### Textauszug:

____________________

Aufschwung Ost im Leseland - Blühende Leselandschaften

Kleine Führung durch die Botanik der neuesten Literatur aus der ehemaligen DDR

Kennt die Geschichte also doch ein Happy End? Fast möchte man es glauben. Wer allerdings noch vor zehn Jahren prophezeit hätte, dass im Frühjahr 2004 der neue Roman des früheren DDR-Autors Christoph Hein in der Bundeshauptstadt Berlin vom früheren Bundespräsidenten Richard von Weizs­äcker vorgestellt werden würde und in München von der ehemaligen Präsidentin des Bundesverfassungsgerichts und jetzigen Präsidentin des Goethe-Instituts, Jutta Limbach – er wäre zweifellos zu seinem satirischen Humor beglückwünscht worden. Insbesondere, wenn die Weis­sagung auch noch den FAZ-Mitherausgeber Frank Schirrmacher als Moderator weiterer Präsentationen vorge­sehen hätte – denselben Frank Schirrmacher, der weiland als Feuilleton-Chef der FAZ zusammen mit dem leitenden Feuilleton-Redakteur der «Zeit», Ulrich Greiner, den so genannten deutsch-deutschen Literaturstreit inszenierte und dabei die bekanntesten DDR-Autoren als »Staatsdichter» entlarvte. Und nun wird das Unwahrscheinlichs­te wahr – zivile Gesten der Versöhnung? Oder kulturell vereinigende Staatsakte zum Dank für Vereinigungs-Literatur? Man muss sich ja nichts Böses denken, aber wundern darf man sich schon.

____________________

### Material:
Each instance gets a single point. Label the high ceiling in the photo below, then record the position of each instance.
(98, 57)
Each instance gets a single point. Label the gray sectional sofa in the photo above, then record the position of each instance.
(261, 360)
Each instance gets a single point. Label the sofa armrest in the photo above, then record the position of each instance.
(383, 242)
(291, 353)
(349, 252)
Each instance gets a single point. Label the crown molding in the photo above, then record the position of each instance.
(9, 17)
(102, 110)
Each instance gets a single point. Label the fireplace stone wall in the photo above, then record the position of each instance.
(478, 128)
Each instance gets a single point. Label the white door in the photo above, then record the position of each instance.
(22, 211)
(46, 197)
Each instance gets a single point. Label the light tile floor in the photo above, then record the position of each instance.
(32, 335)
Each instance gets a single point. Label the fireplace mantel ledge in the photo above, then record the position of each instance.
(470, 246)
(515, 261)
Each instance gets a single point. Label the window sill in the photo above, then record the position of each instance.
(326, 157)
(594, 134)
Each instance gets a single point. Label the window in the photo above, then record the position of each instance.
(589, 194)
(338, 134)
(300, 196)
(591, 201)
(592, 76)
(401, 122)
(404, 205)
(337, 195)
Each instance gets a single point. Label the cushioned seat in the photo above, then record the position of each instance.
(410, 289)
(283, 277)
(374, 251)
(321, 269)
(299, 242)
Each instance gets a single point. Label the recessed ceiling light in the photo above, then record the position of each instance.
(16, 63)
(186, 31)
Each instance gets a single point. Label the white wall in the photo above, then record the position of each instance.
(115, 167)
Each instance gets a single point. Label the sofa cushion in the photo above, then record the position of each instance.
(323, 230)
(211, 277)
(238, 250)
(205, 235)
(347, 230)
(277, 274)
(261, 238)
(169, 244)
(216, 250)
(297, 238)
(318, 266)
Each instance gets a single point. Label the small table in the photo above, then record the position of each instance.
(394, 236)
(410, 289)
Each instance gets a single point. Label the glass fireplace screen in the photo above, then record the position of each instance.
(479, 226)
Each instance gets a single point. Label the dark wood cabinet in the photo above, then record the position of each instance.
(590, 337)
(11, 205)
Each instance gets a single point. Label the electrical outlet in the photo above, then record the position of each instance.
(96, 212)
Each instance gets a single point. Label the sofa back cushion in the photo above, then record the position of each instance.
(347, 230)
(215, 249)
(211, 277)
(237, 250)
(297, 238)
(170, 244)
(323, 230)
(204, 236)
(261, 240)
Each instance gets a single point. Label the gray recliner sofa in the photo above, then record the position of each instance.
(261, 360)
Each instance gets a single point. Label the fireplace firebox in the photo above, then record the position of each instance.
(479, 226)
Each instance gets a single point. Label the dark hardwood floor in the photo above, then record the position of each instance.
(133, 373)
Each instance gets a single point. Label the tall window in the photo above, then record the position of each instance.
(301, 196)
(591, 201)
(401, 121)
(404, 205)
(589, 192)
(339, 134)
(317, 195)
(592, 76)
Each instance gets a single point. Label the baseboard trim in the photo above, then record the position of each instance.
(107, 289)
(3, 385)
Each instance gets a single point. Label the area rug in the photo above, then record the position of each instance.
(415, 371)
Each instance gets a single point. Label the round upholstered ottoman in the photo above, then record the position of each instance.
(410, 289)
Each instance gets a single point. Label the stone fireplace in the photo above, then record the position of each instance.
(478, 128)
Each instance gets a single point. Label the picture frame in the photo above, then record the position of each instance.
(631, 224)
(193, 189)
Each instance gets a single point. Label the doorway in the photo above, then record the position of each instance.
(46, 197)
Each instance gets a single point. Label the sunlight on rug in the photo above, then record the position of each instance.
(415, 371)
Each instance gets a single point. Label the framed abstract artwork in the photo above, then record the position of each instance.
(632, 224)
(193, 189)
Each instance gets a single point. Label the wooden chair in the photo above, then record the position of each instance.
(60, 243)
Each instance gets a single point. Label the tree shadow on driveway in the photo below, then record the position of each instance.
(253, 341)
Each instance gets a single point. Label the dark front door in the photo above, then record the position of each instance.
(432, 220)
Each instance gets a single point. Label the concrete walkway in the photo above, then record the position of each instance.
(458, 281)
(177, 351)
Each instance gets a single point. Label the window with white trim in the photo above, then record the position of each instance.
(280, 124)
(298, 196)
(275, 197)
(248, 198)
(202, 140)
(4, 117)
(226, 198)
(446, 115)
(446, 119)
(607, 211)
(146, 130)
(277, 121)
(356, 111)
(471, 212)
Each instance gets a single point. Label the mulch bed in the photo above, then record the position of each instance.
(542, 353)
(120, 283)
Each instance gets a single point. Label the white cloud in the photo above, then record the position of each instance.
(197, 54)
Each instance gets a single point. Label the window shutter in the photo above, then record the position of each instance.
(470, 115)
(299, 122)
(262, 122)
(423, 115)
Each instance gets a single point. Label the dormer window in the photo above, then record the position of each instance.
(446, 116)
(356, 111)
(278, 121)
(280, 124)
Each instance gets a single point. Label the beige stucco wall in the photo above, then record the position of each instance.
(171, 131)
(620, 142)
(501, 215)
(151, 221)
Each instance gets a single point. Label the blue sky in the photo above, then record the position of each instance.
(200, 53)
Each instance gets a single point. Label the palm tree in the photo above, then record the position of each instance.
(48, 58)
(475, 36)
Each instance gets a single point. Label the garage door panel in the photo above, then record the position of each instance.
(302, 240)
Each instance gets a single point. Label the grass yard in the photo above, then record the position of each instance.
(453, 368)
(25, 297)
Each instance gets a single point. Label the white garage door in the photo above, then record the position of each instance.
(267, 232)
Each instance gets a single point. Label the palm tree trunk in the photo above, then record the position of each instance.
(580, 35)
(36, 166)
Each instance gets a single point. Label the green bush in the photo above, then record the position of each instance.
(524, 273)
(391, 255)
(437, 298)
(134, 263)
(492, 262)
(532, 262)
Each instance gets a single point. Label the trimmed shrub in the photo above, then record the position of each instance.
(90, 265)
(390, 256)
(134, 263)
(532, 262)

____________________

### Schriftliche Aufgabe 1:
Prüfe, ob die Aussagen (a), (b) und (c) mit dem Text über die Literatur aus der ehemaligen DDR übereinstimmen. Antworte jeweils mit Ja oder Nein und zitiere die entscheidenden Worte des Textes wörtlich.
(a) Christoph Heins neuer Roman wurde in München von Jutta Limbach vorgestellt.
(b) Frank Schirrmacher inszenierte den deutsch-deutschen Literaturstreit allein.
(c) Der neue Roman von Christoph Hein wurde im Herbst 2004 vorgestellt.
### Schriftliche Aufgabe 2:
Setze den Text über die Literatur aus der ehemaligen DDR nach seinem letzten Satz fort.
Das Material steht in keinem Zusammenhang mit dem Text über die Literatur aus der ehemaligen DDR.

### Richtige Antwort 1:
(a) Ja: „in München von der ehemaligen Präsidentin des Bundesverfassungsgerichts und jetzigen Präsidentin des Goethe-Instituts, Jutta Limbach“
(b) Nein: „zusammen mit dem leitenden Feuilleton-Redakteur der «Zeit», Ulrich Greiner“
(c) Nein: „im Frühjahr 2004“

### Richtige Antwort 2:
Ein literarischer Palast der Republik

«Sie gehen ja gar nicht richtig aus sich raus. Sie müssen sich doch maßlos freuen?» Diese Frage hatte 1991 ein etab­lier­ter Westberliner in Botho Strauß’ Theaterstück «Schluß­chor» an ein DDR-Paar gerichtet, das in der Nacht der Maueröffnung in ein Edelbistro geraten war. Das Paar, von Botho Strauß als «etwas unförmig wirkende Leute in ihren graublauen Blousons» beschrieben, hatte geantwor­tet: «Doch. Wir freuen uns riesig. Wir freuen uns auch auf die Diskussion mit Ihnen.» Doch daraus wurde nichts – jedenfalls, soweit es um die Literatur der DDR ging. Dabei fehlte es an Diskussionen keineswegs, im Gegenteil: Das bundesrepub­likanische Feuilleton erlebte einen ungeahnten Aufschwung als Debatten-Forum im Kampf um die endgültige Bewertung der DDR-Literatur (und verflüchtigte sich alsdann in seiner Eigenschaft als zentrale Zuteilungs-Instanz für historische Bedeutung gemeinsam mit der auch ideologisch abgewickelten DDR).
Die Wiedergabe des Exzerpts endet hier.